[Aim of the exercise] Write out the part of the Kate Berlant fun facts piece from "After that, she" up to and including "of Hollywood celebrities.", word for word.

[Page extract]
## Begin

10 Fun Facts about Kate Berlant

Updated: Feb 2


As part of Kate Berlant Month on my website, I wanted to share some cool facts I've learned as an enormous fan of the improvisational comic and fantastic actor.


She's also very kind in person, and I met her after her final KATE show in New York City in February!



Enjoy some fun trivia about Kate, and try to see her works if you can!


1) Kate's first role was a cameo on Lizzie McGuire. She had one line about Lizzie's cool pants on the popular kid's show at the age of 15.



Kate explained her subsequent experience with Hollywood as a teen actor:

Around that same time, her best friend’s mom was the casting director on “Lizzie McGuire,” so she tried out for fun. Berlant landed a walk-on part, crossing Hilary Duff in the school hallway to say, “Hey, Lizzie, very cool pants.” A different agency signed her right away, and suddenly she was being represented by “seedy child-actor agents” ― a woman and a gay man whose names now escape her. “They were like, ‘Here’s some candy, wear a tummy shirt, you’re cute.’ Just tacky, tacky, tacky.”

After that, she started stand-up at 17 in high school (sitting in a wheelchair as part of her act apparently).


She was 17 the first time she did stand-up, in the basement of her Brentwood high school, the Archer School for Girls, which she says has a reputation for graduating the children of Hollywood celebrities.

And she was so young at the clubs that she needed a fake ID to attend!

Berlant got her start performing at open mic nights in L.A. “I would go to the Laugh Factory and do a set. I wasn’t old enough to get in, so I got a fake ID.”

## End

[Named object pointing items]

## Begin

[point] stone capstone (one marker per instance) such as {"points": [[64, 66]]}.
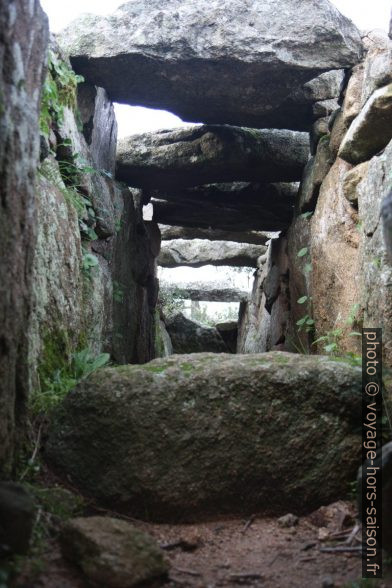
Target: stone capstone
{"points": [[190, 336], [205, 434], [253, 237], [113, 553], [199, 252], [205, 154], [205, 291], [237, 63]]}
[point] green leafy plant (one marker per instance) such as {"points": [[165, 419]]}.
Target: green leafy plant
{"points": [[55, 387], [302, 252], [59, 91], [89, 263], [118, 292]]}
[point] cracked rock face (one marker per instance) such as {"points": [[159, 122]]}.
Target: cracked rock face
{"points": [[240, 63]]}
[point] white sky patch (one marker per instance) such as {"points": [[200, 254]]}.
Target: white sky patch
{"points": [[133, 120], [365, 14]]}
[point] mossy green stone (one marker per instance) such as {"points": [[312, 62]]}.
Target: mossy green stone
{"points": [[207, 434]]}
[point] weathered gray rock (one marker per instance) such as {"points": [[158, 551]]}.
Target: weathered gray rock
{"points": [[23, 45], [371, 131], [235, 63], [333, 252], [163, 344], [201, 252], [314, 174], [327, 85], [386, 217], [208, 292], [99, 126], [339, 129], [319, 130], [17, 515], [228, 207], [351, 181], [377, 66], [204, 154], [375, 271], [253, 237], [206, 434], [189, 336], [111, 552], [353, 98]]}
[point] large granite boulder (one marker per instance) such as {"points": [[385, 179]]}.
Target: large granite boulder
{"points": [[204, 154], [23, 46], [201, 252], [189, 336], [233, 62], [371, 131], [204, 434]]}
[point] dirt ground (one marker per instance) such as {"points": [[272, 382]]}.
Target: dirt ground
{"points": [[233, 552]]}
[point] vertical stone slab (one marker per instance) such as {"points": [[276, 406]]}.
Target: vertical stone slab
{"points": [[23, 43]]}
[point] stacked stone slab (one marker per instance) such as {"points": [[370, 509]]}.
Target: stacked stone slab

## End

[Worked solution]
After that, she started stand-up at 17 in high school (sitting in a wheelchair as part of her act apparently).


She was 17 the first time she did stand-up, in the basement of her Brentwood high school, the Archer School for Girls, which she says has a reputation for graduating the children of Hollywood celebrities.